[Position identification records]
****

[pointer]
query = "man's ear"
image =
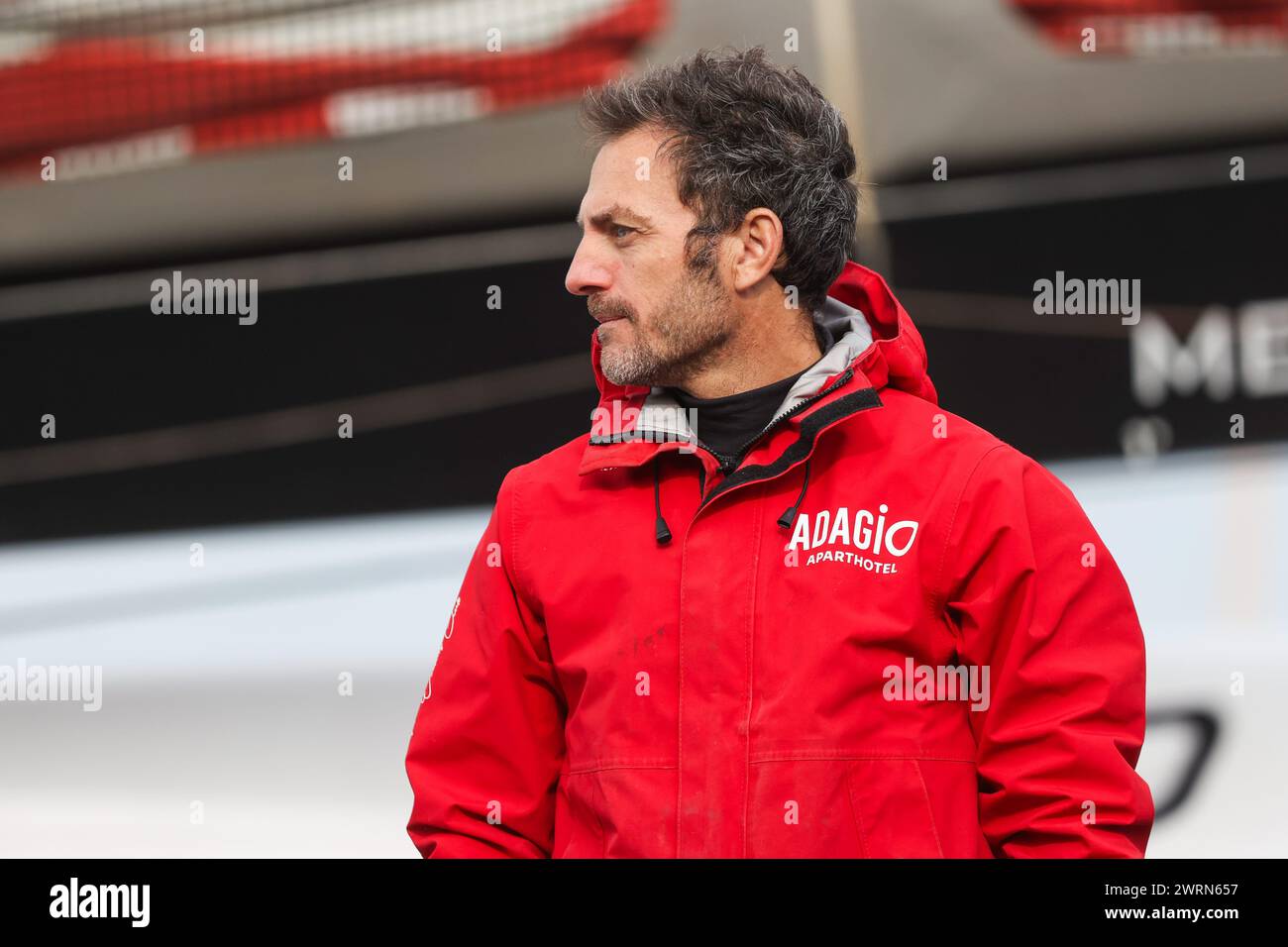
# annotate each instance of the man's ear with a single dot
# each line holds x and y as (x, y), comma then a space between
(760, 248)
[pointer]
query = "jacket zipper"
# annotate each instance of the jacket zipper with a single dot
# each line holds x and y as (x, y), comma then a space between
(733, 466)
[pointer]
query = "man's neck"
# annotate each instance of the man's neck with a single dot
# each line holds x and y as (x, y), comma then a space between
(768, 348)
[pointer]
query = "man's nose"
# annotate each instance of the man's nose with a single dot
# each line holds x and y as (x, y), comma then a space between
(587, 274)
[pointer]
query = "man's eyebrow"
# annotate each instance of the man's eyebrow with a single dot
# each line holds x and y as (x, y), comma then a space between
(613, 213)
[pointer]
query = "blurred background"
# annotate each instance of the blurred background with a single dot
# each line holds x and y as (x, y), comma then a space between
(266, 599)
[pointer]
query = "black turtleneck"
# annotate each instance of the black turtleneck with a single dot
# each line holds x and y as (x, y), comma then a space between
(726, 424)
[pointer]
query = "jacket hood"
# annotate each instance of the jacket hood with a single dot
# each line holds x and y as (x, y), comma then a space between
(863, 328)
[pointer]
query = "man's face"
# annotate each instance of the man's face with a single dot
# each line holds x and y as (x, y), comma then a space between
(661, 318)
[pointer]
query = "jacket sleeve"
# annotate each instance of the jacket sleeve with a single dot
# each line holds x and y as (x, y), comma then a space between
(1037, 599)
(487, 741)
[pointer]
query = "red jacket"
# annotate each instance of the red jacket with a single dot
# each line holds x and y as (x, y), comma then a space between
(651, 657)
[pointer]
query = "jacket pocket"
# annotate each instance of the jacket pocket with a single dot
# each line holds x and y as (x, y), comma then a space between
(892, 806)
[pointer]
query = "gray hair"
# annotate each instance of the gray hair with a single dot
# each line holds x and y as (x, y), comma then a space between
(745, 133)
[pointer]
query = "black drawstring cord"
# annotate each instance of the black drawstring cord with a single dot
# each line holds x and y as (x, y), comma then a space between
(790, 513)
(664, 534)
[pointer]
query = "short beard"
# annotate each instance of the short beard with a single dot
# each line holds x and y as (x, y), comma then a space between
(690, 330)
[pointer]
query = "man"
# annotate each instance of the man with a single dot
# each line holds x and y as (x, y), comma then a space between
(778, 603)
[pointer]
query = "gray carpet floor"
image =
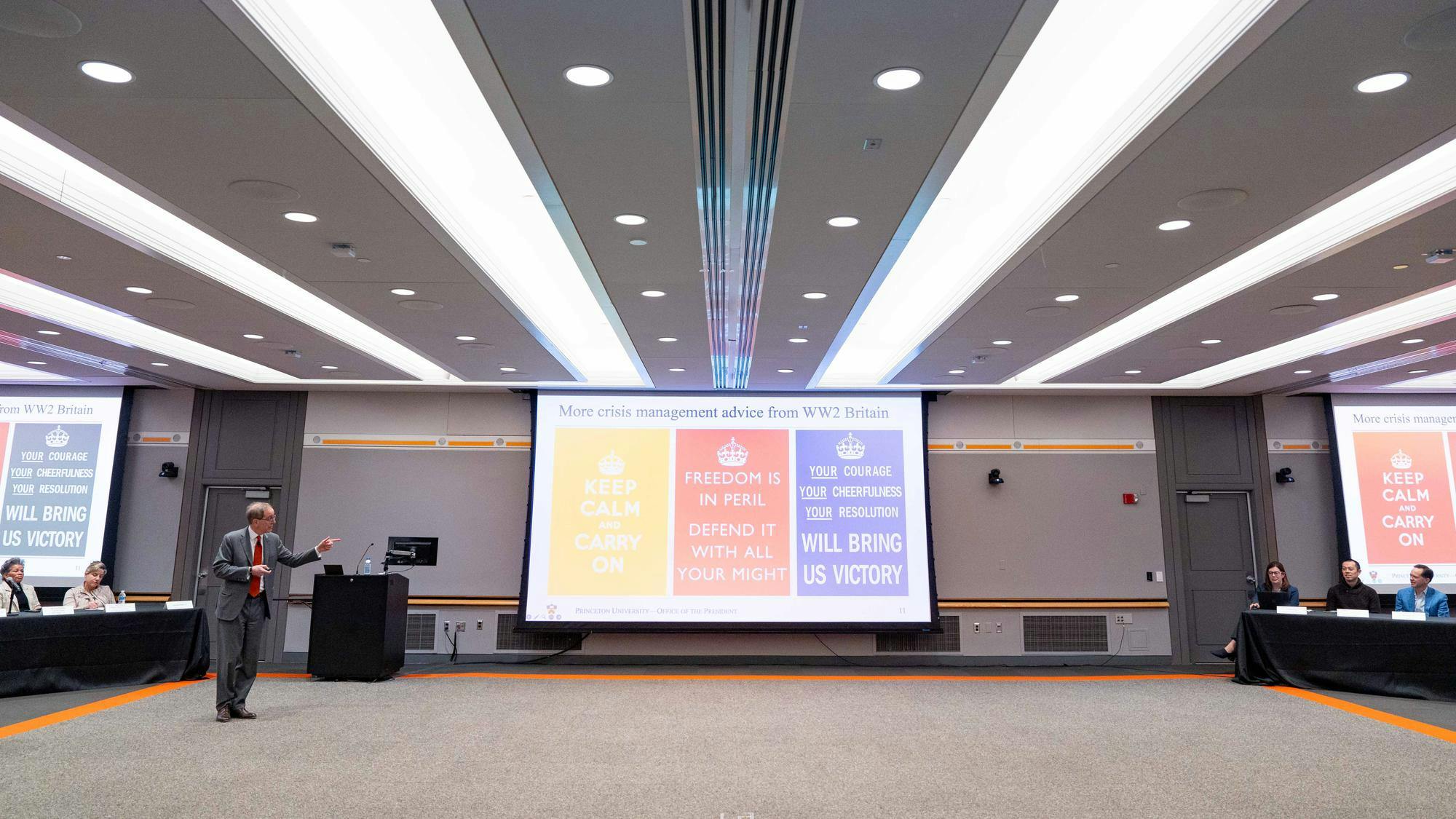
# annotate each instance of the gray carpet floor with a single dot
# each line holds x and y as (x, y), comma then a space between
(727, 748)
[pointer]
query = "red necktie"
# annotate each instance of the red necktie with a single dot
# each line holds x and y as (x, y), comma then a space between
(257, 586)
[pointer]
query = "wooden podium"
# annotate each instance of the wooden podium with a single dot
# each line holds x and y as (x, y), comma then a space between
(359, 625)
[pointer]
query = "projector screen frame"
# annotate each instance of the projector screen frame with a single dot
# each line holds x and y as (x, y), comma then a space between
(864, 627)
(53, 593)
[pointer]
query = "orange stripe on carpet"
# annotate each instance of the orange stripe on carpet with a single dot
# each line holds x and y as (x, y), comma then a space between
(813, 678)
(1369, 713)
(92, 707)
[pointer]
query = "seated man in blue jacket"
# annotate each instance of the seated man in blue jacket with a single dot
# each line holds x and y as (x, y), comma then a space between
(1420, 596)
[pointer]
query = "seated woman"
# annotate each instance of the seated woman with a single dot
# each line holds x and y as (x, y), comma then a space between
(1278, 582)
(91, 593)
(17, 596)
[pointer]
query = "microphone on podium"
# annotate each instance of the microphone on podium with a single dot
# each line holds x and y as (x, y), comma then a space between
(362, 558)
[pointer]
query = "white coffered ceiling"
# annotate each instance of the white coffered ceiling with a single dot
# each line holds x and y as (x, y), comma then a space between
(1272, 124)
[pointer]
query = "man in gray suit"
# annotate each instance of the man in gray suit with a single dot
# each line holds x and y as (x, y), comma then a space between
(244, 564)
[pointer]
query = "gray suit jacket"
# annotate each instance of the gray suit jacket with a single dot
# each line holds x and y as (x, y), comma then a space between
(235, 561)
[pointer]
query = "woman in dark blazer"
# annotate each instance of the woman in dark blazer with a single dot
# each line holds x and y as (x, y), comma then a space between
(1275, 580)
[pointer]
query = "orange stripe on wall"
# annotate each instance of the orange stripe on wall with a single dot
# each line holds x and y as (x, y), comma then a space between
(353, 442)
(92, 707)
(1371, 713)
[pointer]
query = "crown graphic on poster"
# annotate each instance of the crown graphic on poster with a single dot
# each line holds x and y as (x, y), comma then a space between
(58, 438)
(612, 464)
(850, 448)
(733, 454)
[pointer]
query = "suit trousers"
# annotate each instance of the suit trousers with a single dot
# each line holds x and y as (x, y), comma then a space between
(238, 659)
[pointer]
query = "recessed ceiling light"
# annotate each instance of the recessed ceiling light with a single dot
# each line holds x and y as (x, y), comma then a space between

****

■ Short exercise ■
Leave out the pictures and transcribe the entries above exactly.

■ Complete response ■
[pointer]
query = "man's ear"
image =
# annotate each instance of the man's ear with a single dot
# each line holds x and y as (x, y), comma then a space between
(760, 248)
[pointer]
query = "jacket zipper"
# annotate each instance of the jacket zipper with a single dot
# each line holds x and y as (x, y), comma then a space between
(733, 466)
[pointer]
query = "man's neck"
# annotate each instance of the man's neck with a single dot
# each line holds x and y as (x, y), comma then a space between
(768, 348)
[pointer]
query = "man's nose"
# annotate each instance of the man's nose with a single dot
# each line holds x and y as (x, y), comma then a space between
(587, 274)
[pointer]
query = "man's eyebrow"
# annotate each instance of the man's eyebrow with a single dot
# each line holds x and y as (x, y), comma then a space between
(613, 213)
[pointer]
query = "blurred background"
# annotate each instance of the blurred background with a single dot
# each line holds x and y as (x, y), comma then a space between
(266, 599)
[pointer]
query = "black turtleneck"
# annotate each instance of the black turtleneck with a single dot
# each line holds x and y as (x, y), comma then a space between
(726, 424)
[pointer]
query = "jacket hood"
# annotate each instance of the jacket hood with a single dot
# each line holds x and y as (x, y), comma then a space between
(863, 328)
[pointer]
query = "man's face"
# annotate each instance of the man's face with a single dot
# each line holds x and y as (x, y), comma then a space between
(661, 318)
[pointer]
query = "jacket sleeve"
# annotate each instance of the jacket sleeve with a single dot
# each line holds x and y as (x, y), comma then a space between
(1037, 599)
(487, 741)
[pointer]
query = "red jacket"
# annotate each instance of the red jacket with a single dot
# each line holds x and y as (x, y), comma then a space between
(651, 657)
[pointer]
query = "jacket pocket"
# annotate each instance of the jacket pocket with a single dot
# each line holds x and y as (x, y), comma then a space between
(892, 806)
[pointer]
query = "gray hair"
# annotate each instance of the gray hair with a single dot
# each line holds x and y as (x, y), comma then a space between
(745, 133)
[pointer]
query = "black drawstring cord"
# annotate each instance of the black drawstring cord with a single dot
# each line holds x and y as (x, y), comma then a space between
(790, 513)
(664, 534)
[pointer]
query = "short beard"
# annotate each instance of the short beard with a single dot
# each line holds x and y as (x, y), comma then a space between
(690, 330)
[pointer]
query = "man"
# annotate each instance of the man with a single dot
# each line holds x and y as (x, y), comma then a space between
(778, 603)
[pointer]
query = "gray carpet floor"
image =
# annotate each instance of the gray carpet floor with a single dot
# each line holds x and y as (x, y), comma then a space between
(727, 748)
[pointer]
query = "red necktie"
# annotate each instance of the red necktie with a single dot
# each line holds x and y as (x, y), comma then a space between
(257, 586)
[pointer]
query = "wooden podium"
# annotate each instance of the wooden podium with a single dot
# each line holds x and y as (x, y), comma then a space between
(359, 625)
[pointer]
query = "projector screen frame"
# annotate each instance of the projector screen frame with a single dot
# each line holds x and y as (x, y), comma then a space between
(864, 627)
(53, 593)
[pointer]
query = "orange stripe on carpet"
# annotate each instance of the orange stripe on carpet with a single dot
# each line holds x and y as (x, y), comma then a space between
(813, 678)
(1369, 713)
(92, 707)
[pointer]
query = "seated man in blue jacket"
# annotate each instance of the seated man in blue jacket with a single dot
# each line holds x and y as (x, y), comma then a space between
(1420, 596)
[pointer]
query = "seated woman"
# annotate each instance of the seated woman with a single dot
# each line holds x and y as (x, y), comma then a space between
(1278, 582)
(91, 593)
(17, 596)
[pointer]
query = "microphone on podium"
# annotate each instance of the microphone on podium with a single dot
# each line holds x and y as (x, y), comma then a space between
(362, 558)
[pointer]
query = "white coffered ceiling"
# annotate each instance of the white coffered ceiling with a single dot
# each line holds x and y as (x, y), comma then a space between
(1272, 124)
[pointer]
query = "man in gray suit"
# annotate each instance of the man in gray suit with a single dot
# each line holds x and y as (x, y), comma then a space between
(244, 564)
[pointer]
query = "gray suit jacket"
# annotate each instance of the gray suit jacket with a single dot
# each line holds x and y as (x, y), comma then a space between
(235, 561)
[pointer]
query = "woman in dark blazer"
# annotate each instance of the woman in dark blazer with a single dot
# each line holds x and y as (x, y), comma then a space between
(1275, 580)
[pointer]
query = "orange stripe on wall"
# annotate each instance of the orange stripe on wall with a single dot
# each line holds x and y as (x, y), comma then a space between
(353, 442)
(92, 707)
(1371, 713)
[pointer]
query = "crown graphic on poster"
# annotate each instance of the crown graphic on poster with a single dot
# each line holds x and y as (x, y), comma then a space between
(58, 438)
(612, 464)
(850, 448)
(733, 454)
[pointer]
query = "suit trousers"
# annotate each instance of the suit trousers with a single dot
# each line holds x and y as (x, y), comma then a space between
(238, 659)
[pointer]
query = "recessed ceiling light"
# annotate each instance of the recessed ceiling light with a single dot
# each line holds x and y as (x, y), comma then a space between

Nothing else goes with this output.